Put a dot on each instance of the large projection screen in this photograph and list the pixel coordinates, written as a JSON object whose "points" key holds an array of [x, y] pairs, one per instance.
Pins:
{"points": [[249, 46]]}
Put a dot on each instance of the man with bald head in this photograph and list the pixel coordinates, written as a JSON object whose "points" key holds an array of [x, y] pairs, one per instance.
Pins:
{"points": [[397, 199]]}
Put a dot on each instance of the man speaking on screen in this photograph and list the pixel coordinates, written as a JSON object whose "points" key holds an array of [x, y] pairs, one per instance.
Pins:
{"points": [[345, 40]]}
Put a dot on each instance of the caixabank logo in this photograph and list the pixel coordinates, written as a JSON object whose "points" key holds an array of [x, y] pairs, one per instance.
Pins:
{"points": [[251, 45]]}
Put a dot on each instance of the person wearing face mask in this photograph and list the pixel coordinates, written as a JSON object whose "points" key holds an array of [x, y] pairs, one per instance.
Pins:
^^^^
## What you should do
Everything from the line containing "Put a dot on each instance of the person" to the last line of the material above must be copied exactly, and only that.

## Response area
Put a dot on each instance of the person wearing face mask in this photograph and list the pixel coordinates, written as a JSON object whose "points" key holds an array of [x, y] pairs, one per instance.
Pins:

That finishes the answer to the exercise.